• _What the task asks_: I would like the records restated word for word, without the pictures.

Records below:

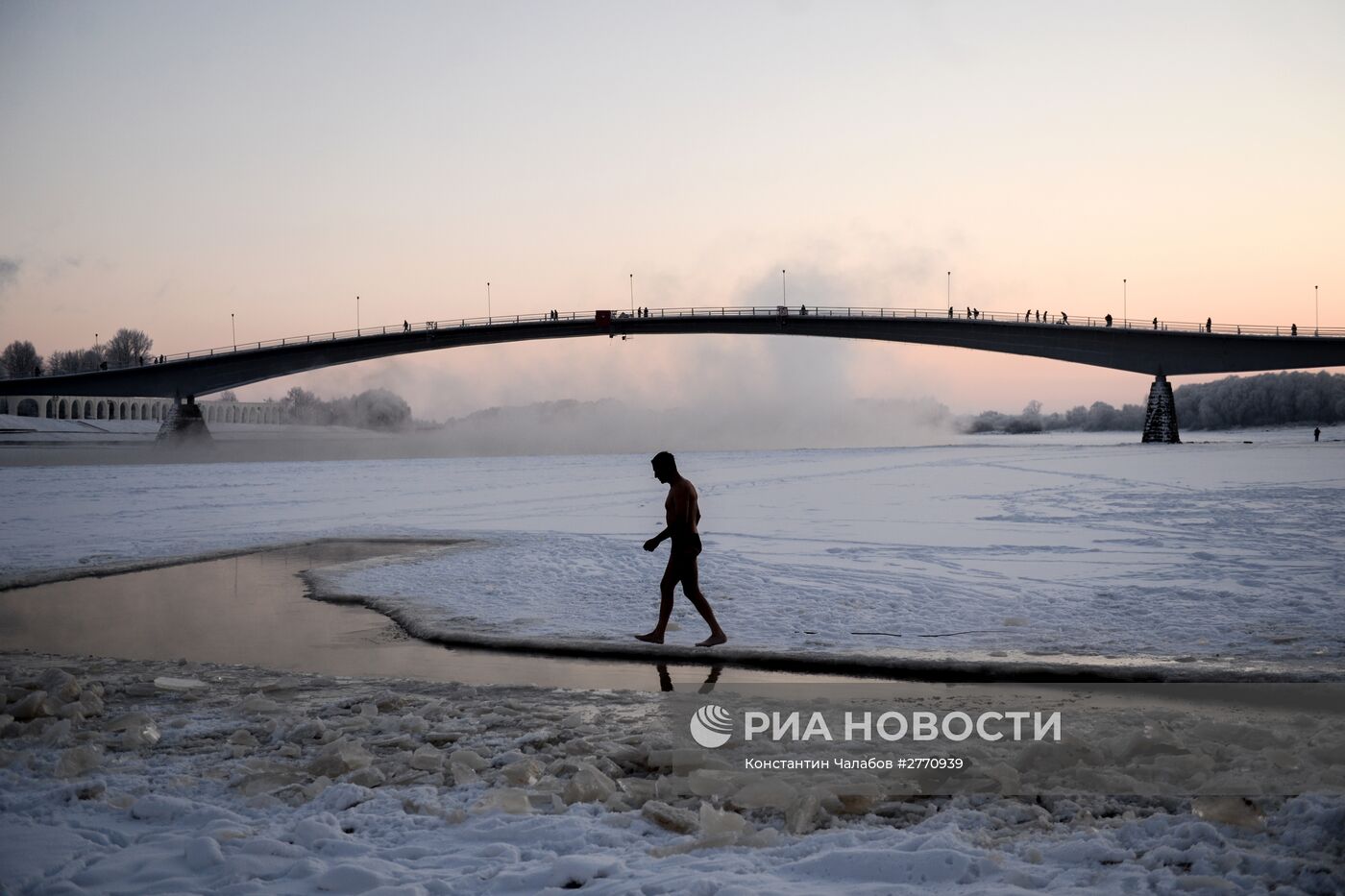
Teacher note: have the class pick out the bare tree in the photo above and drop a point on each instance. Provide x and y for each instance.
(128, 346)
(20, 358)
(74, 359)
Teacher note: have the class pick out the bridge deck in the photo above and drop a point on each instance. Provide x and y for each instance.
(1167, 349)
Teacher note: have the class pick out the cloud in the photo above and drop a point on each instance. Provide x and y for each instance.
(9, 274)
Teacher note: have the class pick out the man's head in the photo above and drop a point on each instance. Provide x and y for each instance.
(665, 466)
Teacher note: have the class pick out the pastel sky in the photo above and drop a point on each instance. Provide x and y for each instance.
(165, 164)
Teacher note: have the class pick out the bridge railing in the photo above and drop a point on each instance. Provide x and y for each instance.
(965, 315)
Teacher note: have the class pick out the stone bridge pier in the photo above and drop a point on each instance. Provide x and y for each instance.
(1161, 413)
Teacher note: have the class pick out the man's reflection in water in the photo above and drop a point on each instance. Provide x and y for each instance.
(666, 681)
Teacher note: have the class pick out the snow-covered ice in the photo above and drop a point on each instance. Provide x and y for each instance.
(155, 777)
(309, 785)
(1220, 556)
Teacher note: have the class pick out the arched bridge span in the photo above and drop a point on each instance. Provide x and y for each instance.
(1147, 348)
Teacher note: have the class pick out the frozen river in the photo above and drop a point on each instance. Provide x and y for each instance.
(1221, 556)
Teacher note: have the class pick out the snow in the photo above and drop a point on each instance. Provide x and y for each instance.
(155, 777)
(1220, 557)
(199, 811)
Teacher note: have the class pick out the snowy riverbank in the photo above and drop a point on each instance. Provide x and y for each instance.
(165, 778)
(1214, 559)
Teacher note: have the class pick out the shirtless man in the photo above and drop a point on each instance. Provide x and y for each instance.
(682, 512)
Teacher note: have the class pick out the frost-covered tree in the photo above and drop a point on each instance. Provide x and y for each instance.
(20, 358)
(76, 359)
(128, 346)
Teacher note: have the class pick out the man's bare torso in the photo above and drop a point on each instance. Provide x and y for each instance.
(682, 509)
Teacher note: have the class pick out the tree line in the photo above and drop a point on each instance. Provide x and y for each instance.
(125, 349)
(1233, 402)
(370, 409)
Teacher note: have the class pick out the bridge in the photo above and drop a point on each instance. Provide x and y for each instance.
(1153, 348)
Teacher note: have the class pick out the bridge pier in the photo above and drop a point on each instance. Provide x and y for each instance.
(184, 424)
(1161, 415)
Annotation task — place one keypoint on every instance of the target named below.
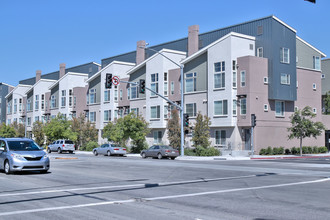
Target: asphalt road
(89, 187)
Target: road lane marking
(141, 185)
(159, 198)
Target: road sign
(115, 80)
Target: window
(243, 106)
(279, 108)
(107, 115)
(316, 63)
(219, 75)
(172, 87)
(284, 55)
(220, 138)
(243, 78)
(158, 137)
(234, 107)
(155, 112)
(165, 111)
(154, 83)
(285, 79)
(265, 107)
(191, 109)
(190, 82)
(234, 80)
(220, 108)
(36, 103)
(92, 96)
(92, 116)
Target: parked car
(61, 145)
(22, 154)
(160, 151)
(109, 149)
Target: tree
(7, 131)
(201, 134)
(174, 130)
(303, 126)
(38, 132)
(131, 126)
(59, 128)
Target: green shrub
(269, 151)
(287, 151)
(323, 150)
(262, 151)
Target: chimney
(38, 75)
(140, 52)
(193, 42)
(62, 70)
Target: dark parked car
(160, 151)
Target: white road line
(159, 198)
(124, 186)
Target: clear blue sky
(41, 34)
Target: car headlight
(17, 156)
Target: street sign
(115, 80)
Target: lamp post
(181, 85)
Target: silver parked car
(22, 154)
(61, 145)
(109, 149)
(160, 151)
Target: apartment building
(4, 90)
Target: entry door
(247, 135)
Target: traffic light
(186, 120)
(142, 86)
(108, 81)
(253, 120)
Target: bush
(287, 151)
(323, 150)
(262, 151)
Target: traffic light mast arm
(136, 84)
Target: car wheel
(7, 167)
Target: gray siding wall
(326, 71)
(198, 65)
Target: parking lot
(82, 186)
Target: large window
(243, 106)
(191, 109)
(243, 76)
(155, 112)
(285, 79)
(219, 75)
(316, 63)
(284, 55)
(154, 83)
(220, 107)
(190, 82)
(220, 138)
(279, 108)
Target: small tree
(201, 134)
(173, 130)
(303, 126)
(38, 132)
(7, 131)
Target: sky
(41, 34)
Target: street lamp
(182, 106)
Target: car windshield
(23, 146)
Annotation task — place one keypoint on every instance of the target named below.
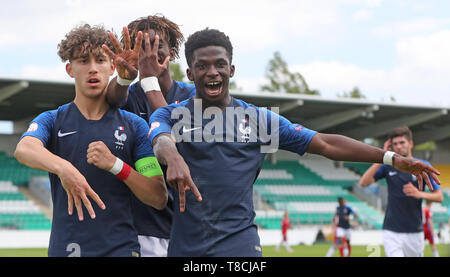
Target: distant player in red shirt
(427, 216)
(285, 225)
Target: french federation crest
(120, 137)
(245, 130)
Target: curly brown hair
(83, 40)
(168, 30)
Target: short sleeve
(142, 148)
(160, 122)
(293, 137)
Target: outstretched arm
(150, 70)
(435, 196)
(31, 152)
(341, 148)
(178, 174)
(150, 190)
(126, 61)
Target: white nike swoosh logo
(189, 130)
(65, 134)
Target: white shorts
(403, 244)
(153, 246)
(341, 232)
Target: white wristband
(117, 167)
(123, 82)
(387, 158)
(150, 84)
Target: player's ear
(69, 69)
(189, 74)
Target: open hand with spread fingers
(126, 59)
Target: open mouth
(93, 81)
(214, 88)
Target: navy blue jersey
(148, 220)
(67, 133)
(224, 172)
(343, 213)
(403, 213)
(137, 100)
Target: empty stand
(310, 195)
(16, 210)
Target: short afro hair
(82, 40)
(204, 38)
(168, 30)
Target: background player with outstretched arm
(402, 226)
(162, 41)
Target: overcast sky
(385, 48)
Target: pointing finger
(147, 42)
(427, 180)
(88, 206)
(420, 181)
(195, 190)
(96, 198)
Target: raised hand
(126, 59)
(419, 169)
(149, 65)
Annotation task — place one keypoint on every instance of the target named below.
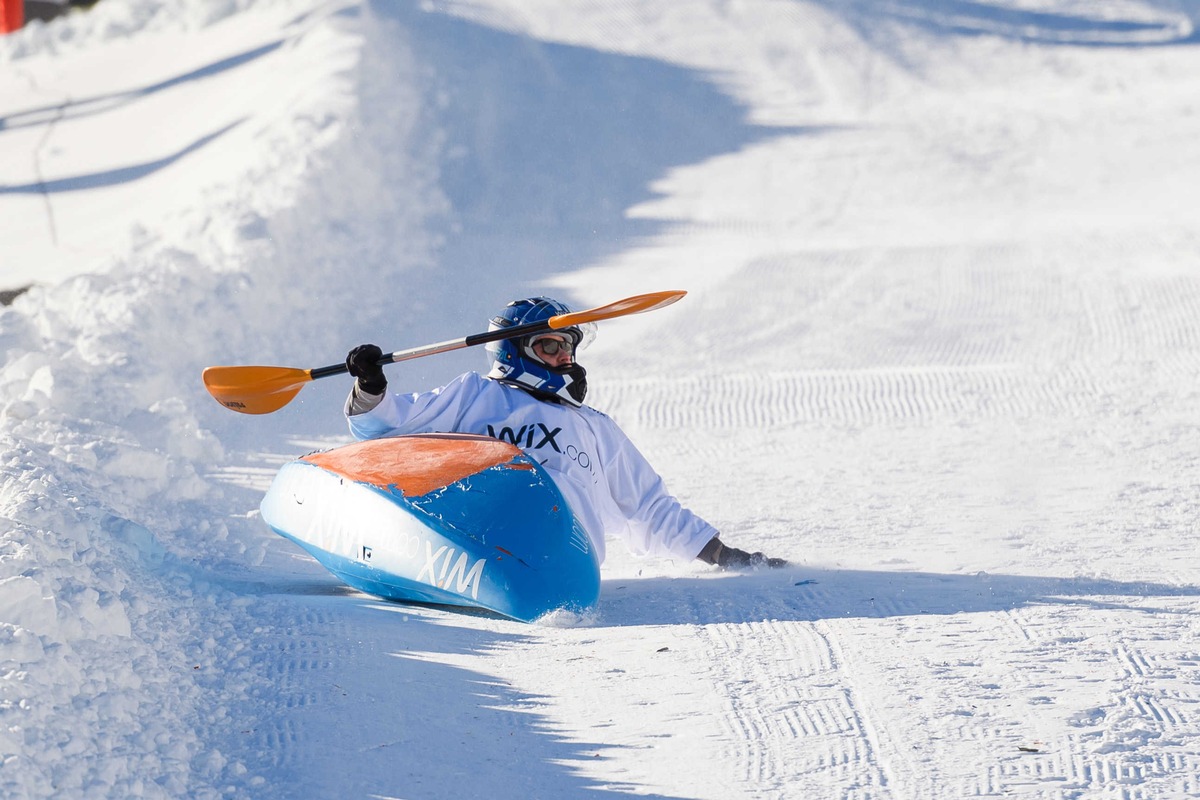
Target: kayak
(441, 518)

End of Records.

• _Result_:
Teacher note: have the class pick out the bare tree in the photo above and drop a point on each instance. Provide x and y for each instance.
(128, 346)
(20, 358)
(74, 359)
Teacher note: have the class pick out the bridge deck in the photo above and drop a point on each instance. Provide x and y for each instance.
(1167, 349)
Teacher note: have the class pick out the cloud in the photo above and drop a point on each instance. Provide x and y for each instance.
(9, 274)
Teacher note: have the class pick out the man's head in the photo above and drop a point on each instance. Provide x and y for each instance.
(665, 466)
Teacher note: have the class pick out the pastel sky in the photo above and drop a point on each instance. Provide x and y for each instance.
(165, 164)
Teacher note: have the class pick out the bridge railing in the photo above and drop a point on each instance. Provide x and y for each instance.
(965, 315)
Teacher note: have the class pick out the stone bridge pier in the photo above and drop a point on each instance. Provide x and y for each instance.
(1161, 413)
Teacher note: have the class pick out the man's reflection in water in the photo above and drop a point on each instance. Provide x and y for each instance.
(666, 681)
Teacher note: have the class pick out the snow-covered ice in the photo above and drop a point on each instance. Provide x and y for each instance.
(155, 777)
(309, 785)
(1220, 556)
Teacher note: have the class pick out the arched bridge span in the photo above and drop a point on each instance. Provide x and y for each instance.
(1147, 348)
Teacher note: have the class pick out the frozen river in the photo above and drop a point on each instance. Provide x and y for each instance.
(1221, 556)
Teacher note: have the class pick out the snow in the photo above and drop a point on each instance. Provide x and y for each instance.
(155, 777)
(1220, 557)
(199, 811)
Teacher note: have the class pick out the snowy riverbank in the photo above and drop a point on each instance. Provide x and y for each instance.
(165, 778)
(1214, 559)
Teacher note: have the class pick out the shirtless man in the photo above and drop a point on each instance. Provide x and y for each instance.
(682, 512)
Teacher note: have the class pick out the frost-covered tree in the photo above and drop a point on each instance. Provide x and y for each instance.
(20, 358)
(76, 359)
(128, 346)
Teacher note: have the class pick out the man's bare torso in the photo above and drop a point on each instance. Provide x and y for each instance.
(682, 509)
Teacher note: have the class pick out the tree line in the photo above and drop a point on each instance. Provide x and y for each instance.
(125, 349)
(1233, 402)
(370, 409)
Teacher note: have the class pick out the bridge in the photo above and drop a point on each instance. Provide x and y for each instance.
(1153, 348)
Teacher note: have the class pick out the bridge pier in the photo above and drop a point on each instance. Provide x and y for each instance.
(184, 424)
(1161, 415)
Annotation task — place one keypoint on every instance of the target named below.
Target: asphalt road
(89, 187)
Target: road lane marking
(141, 185)
(159, 198)
Target: road sign
(115, 80)
Target: window
(243, 106)
(279, 108)
(107, 115)
(316, 63)
(219, 75)
(172, 87)
(284, 55)
(220, 138)
(243, 78)
(158, 137)
(234, 107)
(155, 112)
(165, 111)
(154, 83)
(285, 79)
(265, 107)
(191, 109)
(190, 82)
(234, 80)
(220, 108)
(36, 103)
(92, 96)
(92, 116)
Target: parked car
(61, 145)
(22, 154)
(160, 151)
(109, 149)
Target: tree
(7, 131)
(201, 134)
(174, 130)
(303, 126)
(38, 132)
(131, 126)
(59, 128)
Target: green shrub
(269, 151)
(287, 151)
(323, 150)
(262, 151)
Target: chimney
(38, 75)
(140, 52)
(193, 42)
(62, 70)
Target: dark parked car
(160, 151)
Target: white road line
(159, 198)
(124, 186)
Target: clear blue sky
(41, 34)
Target: car headlight
(17, 156)
Target: street sign
(115, 80)
Target: lamp post
(181, 85)
Target: silver parked car
(22, 154)
(61, 145)
(109, 149)
(160, 151)
Target: apartment building
(4, 90)
Target: entry door
(247, 135)
Target: traffic light
(186, 120)
(142, 86)
(108, 81)
(253, 120)
Target: bush
(287, 151)
(323, 150)
(262, 151)
Target: traffic light mast arm
(136, 84)
Target: car wheel
(7, 167)
Target: gray siding wall
(326, 71)
(198, 65)
Target: parking lot
(82, 186)
Target: large window
(243, 106)
(191, 109)
(243, 76)
(155, 112)
(285, 79)
(219, 75)
(316, 63)
(284, 55)
(154, 83)
(220, 107)
(190, 82)
(220, 138)
(279, 108)
Target: small tree
(201, 134)
(173, 130)
(303, 126)
(38, 132)
(7, 131)
Target: sky
(41, 34)
Target: street lamp
(182, 106)
Target: car windshield
(23, 146)
Annotation task — place one keypoint on every instance of the target named below.
Target: distant player in red shirt
(427, 216)
(285, 225)
Target: french federation crest
(120, 137)
(245, 130)
Target: curly brown hair
(83, 40)
(168, 30)
Target: short sleeve
(142, 148)
(160, 122)
(293, 137)
Target: outstretched arm
(150, 70)
(435, 196)
(31, 152)
(341, 148)
(178, 174)
(150, 190)
(126, 61)
Target: white nike swoosh logo
(189, 130)
(65, 134)
Target: white shorts
(403, 244)
(153, 246)
(341, 232)
Target: white wristband
(117, 167)
(123, 82)
(387, 158)
(150, 84)
Target: player's ear
(69, 69)
(189, 74)
Target: open hand with spread fingers
(126, 59)
Target: open mouth
(93, 81)
(214, 88)
Target: navy blue jersey
(148, 220)
(67, 133)
(224, 172)
(343, 213)
(403, 213)
(137, 100)
Target: empty stand
(310, 195)
(16, 210)
Target: short afro hair
(82, 40)
(204, 38)
(168, 30)
Target: background player with outstretched arm
(402, 226)
(162, 41)
Target: overcast sky
(385, 48)
Target: pointing finger
(147, 42)
(427, 180)
(88, 206)
(420, 181)
(195, 190)
(96, 198)
Target: raised hand
(126, 59)
(419, 169)
(149, 65)
Annotation task — place one keypoint on every instance of the target named below.
Target: kayak
(441, 518)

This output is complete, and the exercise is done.